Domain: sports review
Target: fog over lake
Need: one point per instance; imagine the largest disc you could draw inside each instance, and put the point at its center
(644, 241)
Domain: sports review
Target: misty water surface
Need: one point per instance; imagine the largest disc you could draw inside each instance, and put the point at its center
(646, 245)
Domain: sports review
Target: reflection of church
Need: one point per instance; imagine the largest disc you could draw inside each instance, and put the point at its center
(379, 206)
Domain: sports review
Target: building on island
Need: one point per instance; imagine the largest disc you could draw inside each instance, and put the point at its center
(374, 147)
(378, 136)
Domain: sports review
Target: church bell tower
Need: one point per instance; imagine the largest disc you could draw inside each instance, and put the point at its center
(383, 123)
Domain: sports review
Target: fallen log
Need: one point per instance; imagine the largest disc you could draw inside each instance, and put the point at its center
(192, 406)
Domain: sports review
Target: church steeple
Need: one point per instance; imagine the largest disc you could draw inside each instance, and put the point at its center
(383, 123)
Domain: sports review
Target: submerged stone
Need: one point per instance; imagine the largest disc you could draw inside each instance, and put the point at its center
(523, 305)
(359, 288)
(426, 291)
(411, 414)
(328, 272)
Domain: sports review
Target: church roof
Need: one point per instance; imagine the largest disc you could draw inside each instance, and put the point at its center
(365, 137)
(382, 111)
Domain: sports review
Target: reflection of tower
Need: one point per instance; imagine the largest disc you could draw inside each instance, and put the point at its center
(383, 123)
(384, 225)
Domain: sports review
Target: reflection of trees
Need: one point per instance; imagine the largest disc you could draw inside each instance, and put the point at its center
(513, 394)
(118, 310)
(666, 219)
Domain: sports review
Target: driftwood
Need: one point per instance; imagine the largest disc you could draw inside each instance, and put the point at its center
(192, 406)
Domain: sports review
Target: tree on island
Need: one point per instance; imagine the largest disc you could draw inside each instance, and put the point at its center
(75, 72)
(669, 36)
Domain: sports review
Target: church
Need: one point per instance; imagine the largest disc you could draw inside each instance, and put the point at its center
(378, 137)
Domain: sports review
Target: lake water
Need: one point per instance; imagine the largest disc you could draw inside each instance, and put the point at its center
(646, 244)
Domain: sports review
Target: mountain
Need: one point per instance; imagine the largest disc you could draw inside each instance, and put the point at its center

□ □ □ □ □ □ □

Reproduce each entry exactly, leaving out nothing.

— FULL OUTPUT —
Domain: sports review
Target: fog over lake
Need: one point per instance; imagine the largest disc you could draw inside each instance, and put the point at its center
(644, 241)
Domain: sports review
Target: misty water surface
Need: one point per instance; imagine the largest disc you could draw inside each instance, and put the point at its center
(646, 245)
Domain: sports review
Target: reflection of church
Need: one point per instance; imagine the largest disc you could draw inside each instance, and put the point at its center
(379, 206)
Domain: sports review
Target: building on island
Need: one point per instance; imagine the largest disc you could draw inside each instance, and put the point at its center
(374, 147)
(378, 136)
Domain: sports review
Target: church bell tower
Need: one point per instance; imagine the largest disc you could draw inside each instance, and put the point at its center
(383, 123)
Domain: sports review
Target: fallen log
Need: one point per instance; imagine the largest disc you could draw inside each instance, and put the point at its center
(192, 406)
Domain: sports review
Target: church steeple
Need: one point per instance; imagine the largest disc you could draw inside each instance, and put the point at its center
(383, 123)
Domain: sports review
Target: submerged stone
Need: one point per instance; imagine the largest disc you could draw inside each instance, and put the point at its center
(523, 305)
(359, 288)
(426, 291)
(411, 414)
(328, 272)
Domain: sports review
Target: church roof
Need: one point per instance; imagine the largest disc you could draw inside each instance, and put the point at its center
(365, 137)
(382, 111)
Domain: sports review
Target: reflection of tower
Need: one point per instance; imagine the largest disc you could draw inside each instance, and put the point at its center
(383, 123)
(384, 225)
Domain: sports review
Target: reflection of trees
Need: one point per instance; imagine the largest disc you could draw inside each instance, and put the point at its center
(513, 394)
(118, 310)
(666, 219)
Domain: sports review
Target: driftwood
Need: one point per instance; imagine the largest disc you could draw inside each instance, and put the point at its center
(192, 406)
Domain: sports review
Target: tree on island
Need: one point per instance; imagine the largest disc you could draw inside each instance, and put the point at its center
(75, 72)
(669, 36)
Domain: sports review
Target: church
Need: one point per instance; imagine the largest disc you could draw inside each instance, and put the point at its center
(378, 137)
Domain: sports review
Target: lake water
Need: one point per instance; imagine the largest disc you could draw inside each instance, and put the point at its center
(646, 244)
Domain: sports review
Target: mountain
Need: one point per instance; imagine the largest disc you could draw inside each instance, and put the point at its center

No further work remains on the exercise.